**ACTIONS TO TAKE**
[1] Reproduce the court opinion between "Stuart B. Rounds, Asst." and "brief), for appellee.", inclusive, swapping "appellee" for "respondent".
[2] Answer these questions using the court opinion:
(a) In what year were the Abramsons married?
(b) To which postal area was the envelope containing the induction order incorrectly addressed?
(c) On what date was Abramson inducted into the Army?
[3] Write the next part of the court opinion, picking up after its final sentence.

S. Herman Cohen, Bloomfield, N. J., Samuel Weiss, New York City, for appellants.

Stuart B. Rounds, Asst. U. S. Atty., Trenton, N. J. (Grover C. Richman, Jr., U. S. Atty. for District of New Jersey, Newark, N. J., on the brief), for appellee.

Before McLAUGHLIN, STALEY and HASTIE, Circuit Judges.

HASTIE, Circuit Judge.


Petitioner has appealed from an ex parte order of the District Court for the District of New Jersey denying an application on behalf of her husband, Arnold I. Abramson, a recently inducted soldier, for a writ of habeas corpus to be directed to the Commanding Officer, Camp Kilmer, New Jersey. The United States, as amicus curiae, has supported the decision of the District Court. In issue is the legality of impressment into the United States Army of a Selective Service registrant who, between the dates of posting and delivery of an incorrectly addressed induction order, made an appropriate showing of entitlement to reclassification within a deferred category.

We accept as true, for purposes of this appeal, the facts averred. The Abramsons were married in 1950. In November 1951, the husband was classified I-A by his local draft board. On February 5, 1952, the board posted a letter containing its order that Abramson report for induction on a day certain. The envelope was correctly addressed in respect to Abramson's name, street number, and street, but incorrectly addressed to Flushing, instead of Jamaica, in the City of New York. Flushing and Jamaica, though both within the corporate limits of the metropolis, are separate postal areas served by separate post offices. The induction order was received on February 8, the word "Flushing" having been crossed out, and "Jamaica" written in pencil beside it.

In the meantime, on February 7, the husband, unaware of the induction order, filed with his draft board the certificate of a licensed physician stating that Mrs. Abramson was pregnant. He was then informed by the clerk of the board that a notice of induction had already been mailed to him. Thereafter, the board refused to consider any proof of the existence of the unborn child on the ground that prior to the showing of this fact an induction order had been mailed to the father. Further resort to the State Director of Selective Service and the local government appeal agent having proved fruitless, it appears that administrative remedies, either by way of appeal from his classification in I-A or by way of securing a reopening of that classification by the local board, were exhausted. Parts 625 and 626 of Executive Order 9988, 13 F.R. 4851, August 20, 1948, as amended, Executive Order 10292, 16 F.R. 9843, September 28, 1951. On February 18, 1952, Abramson was inducted into the Army.

**LISTED ENTRIES**
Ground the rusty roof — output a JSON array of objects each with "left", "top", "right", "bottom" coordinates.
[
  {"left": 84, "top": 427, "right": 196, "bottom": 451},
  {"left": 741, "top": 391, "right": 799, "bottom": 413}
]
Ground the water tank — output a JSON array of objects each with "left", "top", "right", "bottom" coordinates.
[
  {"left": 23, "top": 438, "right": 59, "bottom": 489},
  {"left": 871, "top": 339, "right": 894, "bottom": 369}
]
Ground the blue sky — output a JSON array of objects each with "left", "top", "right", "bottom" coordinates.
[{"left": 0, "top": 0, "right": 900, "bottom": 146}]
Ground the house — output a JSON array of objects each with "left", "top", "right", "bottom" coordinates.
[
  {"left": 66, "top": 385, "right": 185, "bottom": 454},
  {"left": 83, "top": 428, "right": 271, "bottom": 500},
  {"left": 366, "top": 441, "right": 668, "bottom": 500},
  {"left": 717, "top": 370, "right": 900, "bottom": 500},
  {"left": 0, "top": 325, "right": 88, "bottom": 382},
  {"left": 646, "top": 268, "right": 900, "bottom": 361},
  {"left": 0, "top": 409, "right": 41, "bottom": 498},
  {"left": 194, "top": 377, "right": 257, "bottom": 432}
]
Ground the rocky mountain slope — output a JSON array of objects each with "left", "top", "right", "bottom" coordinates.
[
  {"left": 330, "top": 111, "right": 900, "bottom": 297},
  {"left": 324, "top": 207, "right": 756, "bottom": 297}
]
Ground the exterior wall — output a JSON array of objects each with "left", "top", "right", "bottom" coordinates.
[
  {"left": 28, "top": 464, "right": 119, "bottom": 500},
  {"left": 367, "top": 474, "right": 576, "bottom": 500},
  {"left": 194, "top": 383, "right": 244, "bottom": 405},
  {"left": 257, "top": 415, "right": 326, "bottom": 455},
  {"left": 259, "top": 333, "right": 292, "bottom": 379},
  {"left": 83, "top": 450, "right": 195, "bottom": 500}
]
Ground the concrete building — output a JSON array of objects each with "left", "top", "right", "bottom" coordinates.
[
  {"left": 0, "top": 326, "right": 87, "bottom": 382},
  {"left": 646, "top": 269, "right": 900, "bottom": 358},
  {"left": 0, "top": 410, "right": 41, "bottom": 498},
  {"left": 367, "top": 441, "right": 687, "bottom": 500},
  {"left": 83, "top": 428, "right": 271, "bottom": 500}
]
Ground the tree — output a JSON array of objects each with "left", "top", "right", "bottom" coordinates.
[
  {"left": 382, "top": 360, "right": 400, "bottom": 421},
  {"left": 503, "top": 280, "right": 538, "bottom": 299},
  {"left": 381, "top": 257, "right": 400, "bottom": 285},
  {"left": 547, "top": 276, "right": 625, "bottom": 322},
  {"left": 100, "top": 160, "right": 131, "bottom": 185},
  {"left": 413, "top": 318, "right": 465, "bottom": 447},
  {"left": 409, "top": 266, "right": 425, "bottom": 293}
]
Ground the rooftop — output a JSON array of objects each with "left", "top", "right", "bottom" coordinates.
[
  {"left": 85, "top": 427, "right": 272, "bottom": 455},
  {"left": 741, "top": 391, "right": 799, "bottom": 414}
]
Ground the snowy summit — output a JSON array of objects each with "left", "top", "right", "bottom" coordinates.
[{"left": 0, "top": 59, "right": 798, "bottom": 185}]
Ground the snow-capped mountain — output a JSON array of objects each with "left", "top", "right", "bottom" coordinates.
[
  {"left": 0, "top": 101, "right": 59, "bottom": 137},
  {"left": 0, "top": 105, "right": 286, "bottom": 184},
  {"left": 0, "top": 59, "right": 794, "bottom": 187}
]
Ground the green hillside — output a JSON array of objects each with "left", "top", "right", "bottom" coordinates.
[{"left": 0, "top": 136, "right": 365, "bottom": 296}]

**TASK-BY-TASK RESULTS**
[1]
Stuart B. Rounds, Asst. U. S. Atty., Trenton, N. J. (Grover C. Richman, Jr., U. S. Atty. for District of New Jersey, Newark, N. J., on the brief), for respondent.

[2]
(a) 1950
(b) Flushing
(c) February 18, 1952

[3]
Under the scheme of Selective Service, registrants in Class I-A are subject to immediate call for armed service, while registrants in Class III-A are deferred from military service because of dependents. Part 1622 of Executive Order 10292, supra. Section 1622.30 of the Selective Service Regulations, promulgated under Executive Order No. 10292, supra, expressly provides that from the date of the conception of a child its father who maintains a bona fide family and home relationship is entitled to III-A classification.

Here registrant was in I-A. His wife became pregnant. He, therefore, became entitled, upon proper showing, to transfer to III-A.

But this does not end the matter. In the interest of orderly administration of Selective Service, it is reasonable to provide some cut-off date short of the actual time of induction for the assertion of rights of reclassification and deferment. It might have sufficed to cut off the registrant's right to claim deferment at the time he should receive an order of induction. But this would have created uncertainty and encouraged controversy, since it would have left the cut-off date within the exclusive knowledge of the registrant himself. At the other extreme, it might not have been too harsh to make any such claim too late if asserted after the local board had selected the registrant for induction at a particular time. In any event, the regulation actually adopted and applicable to this case takes a middle ground. It stipulates that "No registrant shall be placed in Class III-A because he has a child which is not yet born unless, prior to the time the local board mails him an order to report for induction, there is filed with the local board the certificate of a licensed physician stating that the child has been conceived". Section 1622.30, supra.

The need for such regulation has already been pointed out and its reasonableness is not challenged. The question, therefore, is simply what does the regulation mean? In the context of this case, did the registrant file the requisite certificate of parenthood before the board "mail [ed] him" an induction order within the meaning of Section 1622.30?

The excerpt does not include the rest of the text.